Update the data from its start through the line containing "x=591, y=320" by replacing "Place a dot" with "Put a marker", keeping everything else the same. Leave the picture out of your answer.

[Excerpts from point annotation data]
--
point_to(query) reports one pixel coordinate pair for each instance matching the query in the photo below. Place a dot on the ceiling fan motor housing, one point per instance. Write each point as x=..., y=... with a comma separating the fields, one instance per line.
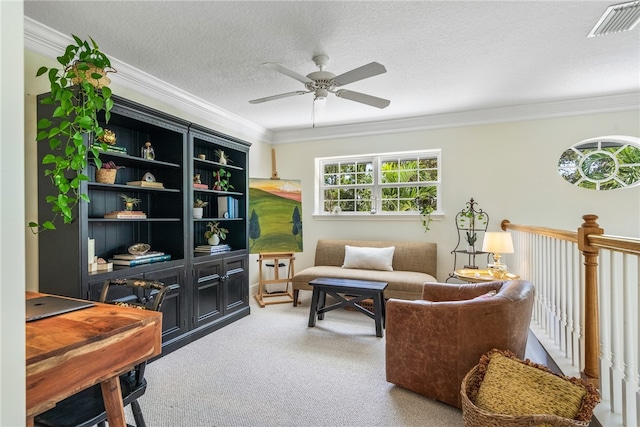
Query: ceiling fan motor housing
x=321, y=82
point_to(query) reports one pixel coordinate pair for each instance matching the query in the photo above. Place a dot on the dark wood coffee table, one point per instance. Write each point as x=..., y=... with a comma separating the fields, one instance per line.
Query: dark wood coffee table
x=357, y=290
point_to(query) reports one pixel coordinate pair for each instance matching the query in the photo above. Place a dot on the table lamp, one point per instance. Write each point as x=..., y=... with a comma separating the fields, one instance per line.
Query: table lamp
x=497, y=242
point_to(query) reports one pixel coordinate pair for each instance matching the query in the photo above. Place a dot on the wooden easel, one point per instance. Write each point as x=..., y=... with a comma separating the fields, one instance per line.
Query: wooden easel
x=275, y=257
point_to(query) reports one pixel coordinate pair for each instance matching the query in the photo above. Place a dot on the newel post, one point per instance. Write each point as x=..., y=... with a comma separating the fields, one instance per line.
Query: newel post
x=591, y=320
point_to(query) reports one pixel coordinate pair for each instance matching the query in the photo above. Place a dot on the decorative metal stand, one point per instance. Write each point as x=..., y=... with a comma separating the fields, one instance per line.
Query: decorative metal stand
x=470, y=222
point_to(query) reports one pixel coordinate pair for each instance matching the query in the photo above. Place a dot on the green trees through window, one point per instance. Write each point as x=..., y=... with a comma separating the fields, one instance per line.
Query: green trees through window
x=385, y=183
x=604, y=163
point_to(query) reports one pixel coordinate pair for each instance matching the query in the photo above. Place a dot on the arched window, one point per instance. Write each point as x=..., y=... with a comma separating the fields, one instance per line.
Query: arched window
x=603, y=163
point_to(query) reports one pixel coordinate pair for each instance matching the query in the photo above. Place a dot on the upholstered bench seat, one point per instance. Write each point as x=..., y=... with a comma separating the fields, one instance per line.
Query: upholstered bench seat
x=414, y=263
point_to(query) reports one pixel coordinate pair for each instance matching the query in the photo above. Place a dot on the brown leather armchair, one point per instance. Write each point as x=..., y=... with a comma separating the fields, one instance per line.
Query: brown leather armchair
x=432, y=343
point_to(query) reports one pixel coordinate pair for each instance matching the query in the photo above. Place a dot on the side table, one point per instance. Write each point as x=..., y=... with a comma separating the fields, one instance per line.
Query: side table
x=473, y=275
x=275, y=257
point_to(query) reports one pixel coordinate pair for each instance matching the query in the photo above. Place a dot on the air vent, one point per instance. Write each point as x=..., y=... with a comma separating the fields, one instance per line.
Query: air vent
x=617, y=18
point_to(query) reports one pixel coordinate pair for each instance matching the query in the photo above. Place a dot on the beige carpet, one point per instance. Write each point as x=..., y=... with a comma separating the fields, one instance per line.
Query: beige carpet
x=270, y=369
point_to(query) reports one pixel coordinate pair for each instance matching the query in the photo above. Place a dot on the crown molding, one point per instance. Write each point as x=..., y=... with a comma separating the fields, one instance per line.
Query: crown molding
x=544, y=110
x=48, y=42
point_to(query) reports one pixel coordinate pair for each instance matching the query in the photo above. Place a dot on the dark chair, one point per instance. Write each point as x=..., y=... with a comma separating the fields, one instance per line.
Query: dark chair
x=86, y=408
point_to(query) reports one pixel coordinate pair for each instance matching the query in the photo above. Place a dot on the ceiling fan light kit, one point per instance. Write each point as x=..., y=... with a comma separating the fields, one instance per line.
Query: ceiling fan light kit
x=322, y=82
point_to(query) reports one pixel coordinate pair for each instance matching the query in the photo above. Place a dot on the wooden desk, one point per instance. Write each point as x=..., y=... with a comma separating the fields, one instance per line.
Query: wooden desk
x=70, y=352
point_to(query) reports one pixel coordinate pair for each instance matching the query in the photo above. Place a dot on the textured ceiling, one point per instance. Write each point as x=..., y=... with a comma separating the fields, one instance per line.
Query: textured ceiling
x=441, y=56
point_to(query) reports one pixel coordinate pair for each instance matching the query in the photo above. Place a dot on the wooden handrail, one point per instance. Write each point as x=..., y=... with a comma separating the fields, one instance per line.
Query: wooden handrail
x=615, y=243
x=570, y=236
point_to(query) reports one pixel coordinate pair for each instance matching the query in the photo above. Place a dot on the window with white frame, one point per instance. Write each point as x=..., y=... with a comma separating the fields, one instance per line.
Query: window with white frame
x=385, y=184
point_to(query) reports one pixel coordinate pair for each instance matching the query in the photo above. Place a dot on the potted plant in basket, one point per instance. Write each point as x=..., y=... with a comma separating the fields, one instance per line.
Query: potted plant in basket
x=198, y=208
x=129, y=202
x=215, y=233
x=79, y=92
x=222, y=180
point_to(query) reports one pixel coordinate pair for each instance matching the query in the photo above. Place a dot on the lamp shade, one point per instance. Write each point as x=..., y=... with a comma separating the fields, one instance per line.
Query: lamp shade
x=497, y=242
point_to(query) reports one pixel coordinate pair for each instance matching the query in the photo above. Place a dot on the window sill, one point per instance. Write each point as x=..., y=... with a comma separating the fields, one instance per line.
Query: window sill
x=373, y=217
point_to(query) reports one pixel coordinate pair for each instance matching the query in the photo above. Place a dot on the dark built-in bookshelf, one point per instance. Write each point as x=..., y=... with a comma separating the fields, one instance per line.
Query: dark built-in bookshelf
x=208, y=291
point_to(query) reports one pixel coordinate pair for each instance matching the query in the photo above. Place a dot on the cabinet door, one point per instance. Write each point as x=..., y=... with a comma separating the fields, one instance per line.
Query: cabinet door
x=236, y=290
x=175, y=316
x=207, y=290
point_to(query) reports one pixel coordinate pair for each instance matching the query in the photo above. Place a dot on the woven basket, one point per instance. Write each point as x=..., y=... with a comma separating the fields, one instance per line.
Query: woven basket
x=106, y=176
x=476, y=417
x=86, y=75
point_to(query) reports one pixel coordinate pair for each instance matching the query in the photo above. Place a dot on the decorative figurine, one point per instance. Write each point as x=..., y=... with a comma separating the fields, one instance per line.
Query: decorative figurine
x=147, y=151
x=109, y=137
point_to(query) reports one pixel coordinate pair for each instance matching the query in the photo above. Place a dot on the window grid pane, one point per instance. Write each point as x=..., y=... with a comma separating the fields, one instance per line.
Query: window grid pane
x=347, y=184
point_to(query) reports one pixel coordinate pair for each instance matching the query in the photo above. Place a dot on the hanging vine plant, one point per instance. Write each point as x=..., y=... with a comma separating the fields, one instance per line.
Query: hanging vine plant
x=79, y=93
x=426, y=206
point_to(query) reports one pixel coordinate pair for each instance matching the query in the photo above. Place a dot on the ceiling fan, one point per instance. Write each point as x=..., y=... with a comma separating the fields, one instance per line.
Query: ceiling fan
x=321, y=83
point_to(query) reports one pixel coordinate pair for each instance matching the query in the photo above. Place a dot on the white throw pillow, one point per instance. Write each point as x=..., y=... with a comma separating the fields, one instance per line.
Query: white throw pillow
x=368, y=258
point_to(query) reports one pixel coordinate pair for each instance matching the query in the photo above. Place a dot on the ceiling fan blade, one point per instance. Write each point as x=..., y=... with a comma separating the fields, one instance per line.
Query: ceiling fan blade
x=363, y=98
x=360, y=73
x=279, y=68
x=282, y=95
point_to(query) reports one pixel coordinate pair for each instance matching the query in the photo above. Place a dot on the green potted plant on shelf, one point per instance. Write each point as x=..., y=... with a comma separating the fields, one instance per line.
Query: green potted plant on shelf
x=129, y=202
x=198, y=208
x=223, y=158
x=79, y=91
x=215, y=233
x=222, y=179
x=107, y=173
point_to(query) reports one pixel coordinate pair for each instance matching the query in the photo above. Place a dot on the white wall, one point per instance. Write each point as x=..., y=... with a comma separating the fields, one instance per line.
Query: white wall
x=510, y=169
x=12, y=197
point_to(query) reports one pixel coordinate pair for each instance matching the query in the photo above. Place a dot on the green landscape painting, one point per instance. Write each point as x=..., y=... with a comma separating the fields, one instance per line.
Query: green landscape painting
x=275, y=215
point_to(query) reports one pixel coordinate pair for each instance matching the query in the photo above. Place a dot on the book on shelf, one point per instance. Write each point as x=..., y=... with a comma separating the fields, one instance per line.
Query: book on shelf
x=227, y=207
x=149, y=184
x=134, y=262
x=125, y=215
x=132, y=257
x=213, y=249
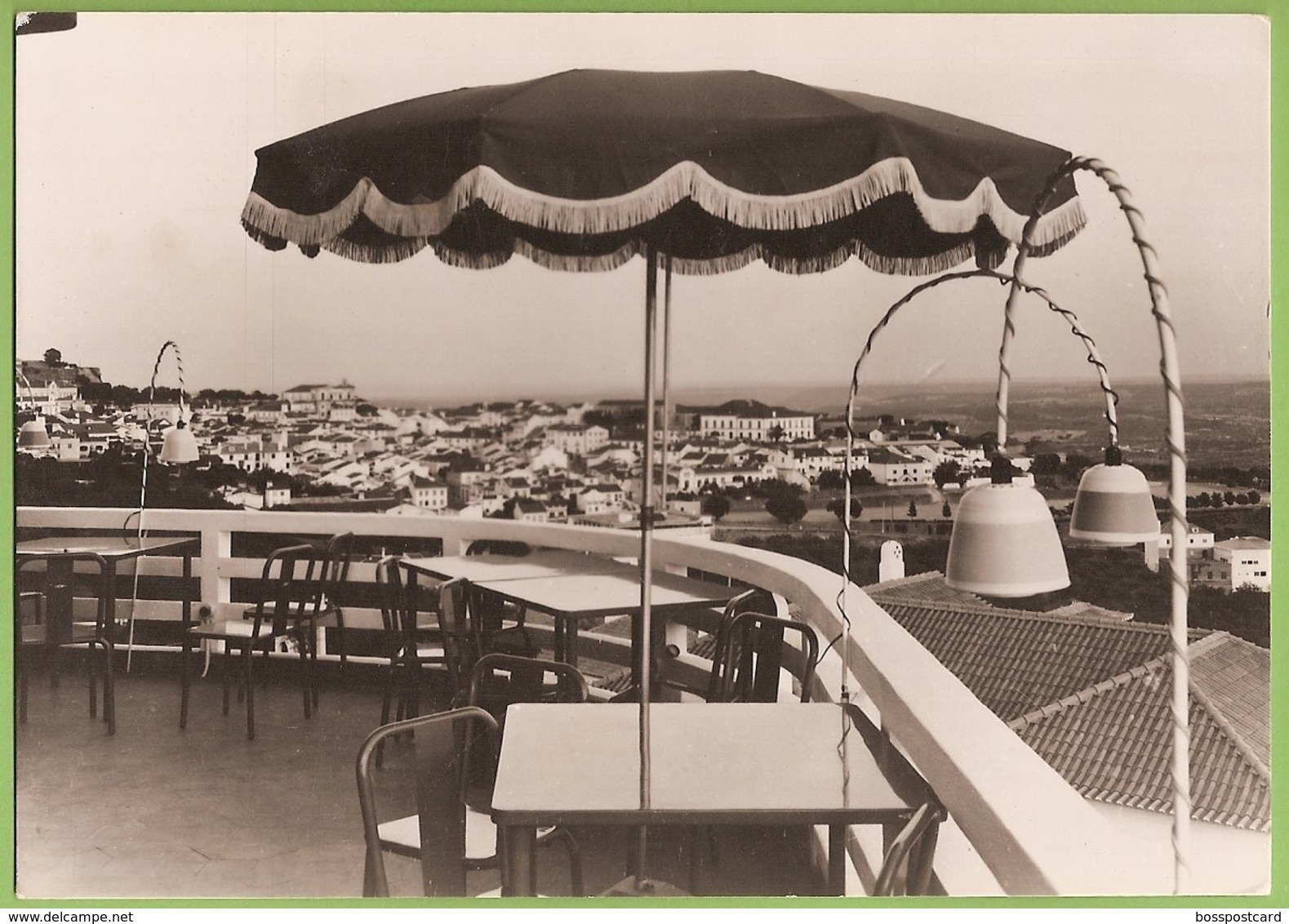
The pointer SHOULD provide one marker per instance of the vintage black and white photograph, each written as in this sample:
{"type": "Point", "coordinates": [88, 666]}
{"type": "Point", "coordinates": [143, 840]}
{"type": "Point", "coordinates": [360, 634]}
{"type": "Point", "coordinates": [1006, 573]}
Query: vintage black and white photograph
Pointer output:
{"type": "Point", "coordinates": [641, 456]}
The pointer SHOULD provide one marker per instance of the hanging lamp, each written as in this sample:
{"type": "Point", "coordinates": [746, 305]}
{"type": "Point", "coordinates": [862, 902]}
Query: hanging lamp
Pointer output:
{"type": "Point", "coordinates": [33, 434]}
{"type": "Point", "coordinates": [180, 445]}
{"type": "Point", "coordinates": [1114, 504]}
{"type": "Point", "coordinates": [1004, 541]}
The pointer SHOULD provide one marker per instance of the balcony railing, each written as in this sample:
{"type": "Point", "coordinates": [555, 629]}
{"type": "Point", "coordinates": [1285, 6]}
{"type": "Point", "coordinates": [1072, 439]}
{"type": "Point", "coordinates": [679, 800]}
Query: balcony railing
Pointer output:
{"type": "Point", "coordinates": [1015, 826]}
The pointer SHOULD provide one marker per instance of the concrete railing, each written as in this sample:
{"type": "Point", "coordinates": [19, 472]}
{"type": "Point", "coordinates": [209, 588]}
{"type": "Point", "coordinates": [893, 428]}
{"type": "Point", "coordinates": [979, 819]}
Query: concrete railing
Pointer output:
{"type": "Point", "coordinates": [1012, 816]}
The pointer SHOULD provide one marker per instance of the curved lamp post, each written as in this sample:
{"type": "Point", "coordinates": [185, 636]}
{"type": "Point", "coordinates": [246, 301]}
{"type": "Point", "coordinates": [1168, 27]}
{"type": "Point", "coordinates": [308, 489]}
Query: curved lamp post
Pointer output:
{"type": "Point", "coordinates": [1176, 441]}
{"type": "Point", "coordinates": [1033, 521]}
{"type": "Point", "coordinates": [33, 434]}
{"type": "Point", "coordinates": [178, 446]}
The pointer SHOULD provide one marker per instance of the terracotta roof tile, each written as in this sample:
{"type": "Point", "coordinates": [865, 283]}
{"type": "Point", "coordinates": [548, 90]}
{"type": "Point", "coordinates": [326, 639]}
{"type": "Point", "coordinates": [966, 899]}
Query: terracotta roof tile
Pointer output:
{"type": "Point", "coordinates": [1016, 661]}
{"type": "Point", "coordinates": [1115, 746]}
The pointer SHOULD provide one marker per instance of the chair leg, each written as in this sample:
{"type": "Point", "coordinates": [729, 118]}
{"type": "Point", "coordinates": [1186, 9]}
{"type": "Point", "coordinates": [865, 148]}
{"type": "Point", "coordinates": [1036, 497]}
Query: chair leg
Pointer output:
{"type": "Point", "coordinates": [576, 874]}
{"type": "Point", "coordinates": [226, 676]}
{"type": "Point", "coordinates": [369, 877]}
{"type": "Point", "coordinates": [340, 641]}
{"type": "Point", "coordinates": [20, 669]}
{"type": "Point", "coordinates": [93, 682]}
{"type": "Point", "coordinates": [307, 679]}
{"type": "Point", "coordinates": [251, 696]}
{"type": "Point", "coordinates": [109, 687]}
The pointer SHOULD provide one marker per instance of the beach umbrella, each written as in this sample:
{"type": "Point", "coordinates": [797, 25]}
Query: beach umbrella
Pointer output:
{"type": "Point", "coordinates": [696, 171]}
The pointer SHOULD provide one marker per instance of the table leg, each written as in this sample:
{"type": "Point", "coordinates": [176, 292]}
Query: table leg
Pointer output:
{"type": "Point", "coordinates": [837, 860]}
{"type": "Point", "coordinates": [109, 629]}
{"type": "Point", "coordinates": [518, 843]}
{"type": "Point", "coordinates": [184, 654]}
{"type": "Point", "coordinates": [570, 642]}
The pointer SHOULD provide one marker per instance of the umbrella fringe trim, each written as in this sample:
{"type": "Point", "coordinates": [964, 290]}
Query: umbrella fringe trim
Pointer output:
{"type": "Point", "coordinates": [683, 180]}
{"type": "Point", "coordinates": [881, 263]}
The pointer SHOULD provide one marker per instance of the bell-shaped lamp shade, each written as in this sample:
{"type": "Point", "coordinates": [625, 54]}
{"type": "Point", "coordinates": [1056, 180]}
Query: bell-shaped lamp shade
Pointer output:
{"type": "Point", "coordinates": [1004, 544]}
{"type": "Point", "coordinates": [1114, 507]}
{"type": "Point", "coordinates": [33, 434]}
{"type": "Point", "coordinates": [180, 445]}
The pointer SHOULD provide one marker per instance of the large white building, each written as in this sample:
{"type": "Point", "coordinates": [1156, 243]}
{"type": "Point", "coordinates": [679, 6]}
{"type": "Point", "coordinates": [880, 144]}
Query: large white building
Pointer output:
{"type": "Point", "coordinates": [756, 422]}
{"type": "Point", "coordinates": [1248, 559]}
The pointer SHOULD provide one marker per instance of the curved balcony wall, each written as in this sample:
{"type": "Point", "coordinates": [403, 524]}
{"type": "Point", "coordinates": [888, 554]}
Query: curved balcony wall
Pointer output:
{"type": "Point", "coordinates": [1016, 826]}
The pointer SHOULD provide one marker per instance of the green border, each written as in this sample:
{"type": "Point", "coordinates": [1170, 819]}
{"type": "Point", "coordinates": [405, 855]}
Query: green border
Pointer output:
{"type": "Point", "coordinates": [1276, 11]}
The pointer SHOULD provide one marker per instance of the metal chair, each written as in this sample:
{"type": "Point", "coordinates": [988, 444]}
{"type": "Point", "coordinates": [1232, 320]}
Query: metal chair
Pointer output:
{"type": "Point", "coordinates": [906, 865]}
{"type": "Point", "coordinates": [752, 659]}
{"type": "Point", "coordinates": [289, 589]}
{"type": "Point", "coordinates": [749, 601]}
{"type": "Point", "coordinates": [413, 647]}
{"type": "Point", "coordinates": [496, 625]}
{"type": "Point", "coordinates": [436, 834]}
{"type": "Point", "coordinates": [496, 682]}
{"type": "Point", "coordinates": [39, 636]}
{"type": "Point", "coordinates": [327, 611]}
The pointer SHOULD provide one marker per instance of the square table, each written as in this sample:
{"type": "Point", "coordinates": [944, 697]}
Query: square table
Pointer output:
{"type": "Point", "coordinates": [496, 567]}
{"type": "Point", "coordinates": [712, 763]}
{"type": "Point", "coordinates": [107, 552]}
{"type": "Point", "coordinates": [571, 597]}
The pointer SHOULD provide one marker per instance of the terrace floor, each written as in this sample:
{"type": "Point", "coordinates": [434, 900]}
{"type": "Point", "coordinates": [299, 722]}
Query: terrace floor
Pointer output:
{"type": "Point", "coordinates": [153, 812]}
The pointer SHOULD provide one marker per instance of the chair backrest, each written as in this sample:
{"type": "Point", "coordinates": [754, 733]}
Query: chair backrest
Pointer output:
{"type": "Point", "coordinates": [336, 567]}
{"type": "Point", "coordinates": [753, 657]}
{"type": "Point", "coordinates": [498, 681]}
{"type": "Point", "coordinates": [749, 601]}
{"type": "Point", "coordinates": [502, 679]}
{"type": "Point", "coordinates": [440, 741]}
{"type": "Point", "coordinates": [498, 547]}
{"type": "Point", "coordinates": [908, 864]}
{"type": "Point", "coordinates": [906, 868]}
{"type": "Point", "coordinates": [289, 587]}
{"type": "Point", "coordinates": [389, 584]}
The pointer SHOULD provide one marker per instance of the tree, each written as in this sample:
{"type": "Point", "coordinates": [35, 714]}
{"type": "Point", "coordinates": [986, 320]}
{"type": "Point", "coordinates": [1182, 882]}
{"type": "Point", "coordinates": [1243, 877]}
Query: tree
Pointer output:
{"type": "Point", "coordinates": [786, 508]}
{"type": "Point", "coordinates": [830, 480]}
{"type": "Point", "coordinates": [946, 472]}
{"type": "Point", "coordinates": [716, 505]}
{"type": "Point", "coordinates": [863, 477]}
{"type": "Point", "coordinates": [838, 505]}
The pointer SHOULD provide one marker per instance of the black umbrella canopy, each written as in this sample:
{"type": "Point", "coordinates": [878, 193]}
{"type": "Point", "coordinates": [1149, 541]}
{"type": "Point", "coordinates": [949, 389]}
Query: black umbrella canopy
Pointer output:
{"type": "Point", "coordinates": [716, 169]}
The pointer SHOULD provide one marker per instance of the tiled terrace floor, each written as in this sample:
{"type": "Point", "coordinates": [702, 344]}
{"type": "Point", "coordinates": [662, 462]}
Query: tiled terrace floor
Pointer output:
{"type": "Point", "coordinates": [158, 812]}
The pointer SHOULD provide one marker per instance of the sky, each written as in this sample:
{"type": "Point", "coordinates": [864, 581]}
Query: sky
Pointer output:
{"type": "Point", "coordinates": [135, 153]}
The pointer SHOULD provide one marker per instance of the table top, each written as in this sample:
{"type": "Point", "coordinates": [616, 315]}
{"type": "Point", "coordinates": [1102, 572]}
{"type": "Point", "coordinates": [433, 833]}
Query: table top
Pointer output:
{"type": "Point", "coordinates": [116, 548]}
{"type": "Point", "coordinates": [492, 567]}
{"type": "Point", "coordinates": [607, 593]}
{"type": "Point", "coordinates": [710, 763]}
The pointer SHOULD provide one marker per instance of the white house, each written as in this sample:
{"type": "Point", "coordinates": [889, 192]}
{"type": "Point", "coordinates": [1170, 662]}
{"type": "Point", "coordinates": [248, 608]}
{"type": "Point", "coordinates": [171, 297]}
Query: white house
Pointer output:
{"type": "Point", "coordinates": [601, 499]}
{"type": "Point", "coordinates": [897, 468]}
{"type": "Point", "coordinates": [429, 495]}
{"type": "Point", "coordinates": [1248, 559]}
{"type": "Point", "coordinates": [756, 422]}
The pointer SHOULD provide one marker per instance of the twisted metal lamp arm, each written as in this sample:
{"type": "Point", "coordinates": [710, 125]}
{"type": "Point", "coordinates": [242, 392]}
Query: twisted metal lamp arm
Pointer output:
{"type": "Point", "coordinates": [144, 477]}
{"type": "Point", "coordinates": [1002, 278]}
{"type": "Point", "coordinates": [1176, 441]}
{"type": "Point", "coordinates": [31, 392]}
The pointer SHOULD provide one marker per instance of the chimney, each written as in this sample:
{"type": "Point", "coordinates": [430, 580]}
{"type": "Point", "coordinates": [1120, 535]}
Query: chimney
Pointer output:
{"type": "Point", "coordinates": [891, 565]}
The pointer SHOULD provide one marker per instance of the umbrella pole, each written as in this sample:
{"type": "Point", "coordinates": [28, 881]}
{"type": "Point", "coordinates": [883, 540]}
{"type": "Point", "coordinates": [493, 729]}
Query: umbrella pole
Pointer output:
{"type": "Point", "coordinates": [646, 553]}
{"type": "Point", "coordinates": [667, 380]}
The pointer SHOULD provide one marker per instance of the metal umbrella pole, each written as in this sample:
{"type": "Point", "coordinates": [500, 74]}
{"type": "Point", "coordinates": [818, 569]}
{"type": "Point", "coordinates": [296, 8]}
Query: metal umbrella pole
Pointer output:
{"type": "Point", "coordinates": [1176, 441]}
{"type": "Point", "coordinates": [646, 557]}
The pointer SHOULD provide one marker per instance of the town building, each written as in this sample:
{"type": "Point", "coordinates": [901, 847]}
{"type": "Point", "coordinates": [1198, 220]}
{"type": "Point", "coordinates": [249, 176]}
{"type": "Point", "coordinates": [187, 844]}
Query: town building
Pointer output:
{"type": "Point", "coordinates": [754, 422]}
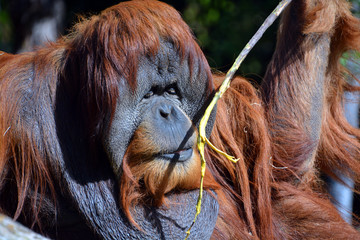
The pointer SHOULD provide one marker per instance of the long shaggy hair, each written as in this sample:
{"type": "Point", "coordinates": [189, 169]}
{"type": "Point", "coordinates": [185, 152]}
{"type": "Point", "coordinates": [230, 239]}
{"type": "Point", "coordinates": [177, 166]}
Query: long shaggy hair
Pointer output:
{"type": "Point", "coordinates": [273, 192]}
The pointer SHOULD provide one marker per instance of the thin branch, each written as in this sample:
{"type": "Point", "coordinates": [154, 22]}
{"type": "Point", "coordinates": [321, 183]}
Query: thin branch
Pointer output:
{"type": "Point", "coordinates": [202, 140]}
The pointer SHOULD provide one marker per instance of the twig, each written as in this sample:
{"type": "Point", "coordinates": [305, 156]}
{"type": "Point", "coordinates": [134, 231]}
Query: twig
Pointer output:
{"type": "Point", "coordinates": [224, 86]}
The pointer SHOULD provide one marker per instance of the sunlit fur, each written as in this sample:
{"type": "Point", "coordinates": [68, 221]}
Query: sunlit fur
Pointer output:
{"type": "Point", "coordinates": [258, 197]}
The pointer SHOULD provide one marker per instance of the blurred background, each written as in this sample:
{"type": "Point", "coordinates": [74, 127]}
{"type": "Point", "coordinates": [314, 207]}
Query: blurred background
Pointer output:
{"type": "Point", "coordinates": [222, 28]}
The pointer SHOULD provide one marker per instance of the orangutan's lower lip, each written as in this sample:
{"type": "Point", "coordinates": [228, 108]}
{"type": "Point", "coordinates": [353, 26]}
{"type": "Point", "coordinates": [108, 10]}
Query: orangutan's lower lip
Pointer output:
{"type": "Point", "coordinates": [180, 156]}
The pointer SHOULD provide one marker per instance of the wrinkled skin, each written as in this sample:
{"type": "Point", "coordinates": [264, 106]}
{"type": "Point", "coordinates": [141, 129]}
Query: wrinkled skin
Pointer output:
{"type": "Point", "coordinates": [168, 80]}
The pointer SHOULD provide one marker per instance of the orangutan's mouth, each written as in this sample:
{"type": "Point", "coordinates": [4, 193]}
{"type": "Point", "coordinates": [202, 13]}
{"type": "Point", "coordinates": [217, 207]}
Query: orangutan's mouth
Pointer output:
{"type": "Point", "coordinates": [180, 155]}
--
→ Final result
point_to(query) reports one pixel coordinate pair for each instance matching the query in the photo below. Put a marker on the ceiling fan motor housing, one point per instance. Write each point as x=..., y=... with a comma separating the fields, one instance per line.
Query: ceiling fan motor housing
x=321, y=82
point_to(query) reports one pixel coordinate pair for each instance matching the query in the photo above. Put a marker on the dark wood coffee table, one point per instance. Write each point as x=..., y=... with a comma separating the fields, one instance per line.
Query: dark wood coffee table
x=357, y=290
point_to(query) reports one pixel coordinate pair for each instance matching the query in the photo above. Put a marker on the table lamp, one point per instance. Write each point as x=..., y=... with a comma separating the fields, one instance per line.
Query: table lamp
x=497, y=242
point_to(query) reports one pixel coordinate pair for each instance matching the query in the photo above. Put a marker on the wooden easel, one point per instance. Write each point as x=..., y=... with a comma separating the fields, one instance per line.
Query: wooden easel
x=275, y=257
point_to(query) reports one pixel coordinate pair for each instance matching the query in the photo above. Put a marker on the newel post, one point per instance. Write each point as x=..., y=... with a comma separating the fields, one instance per line.
Query: newel post
x=591, y=320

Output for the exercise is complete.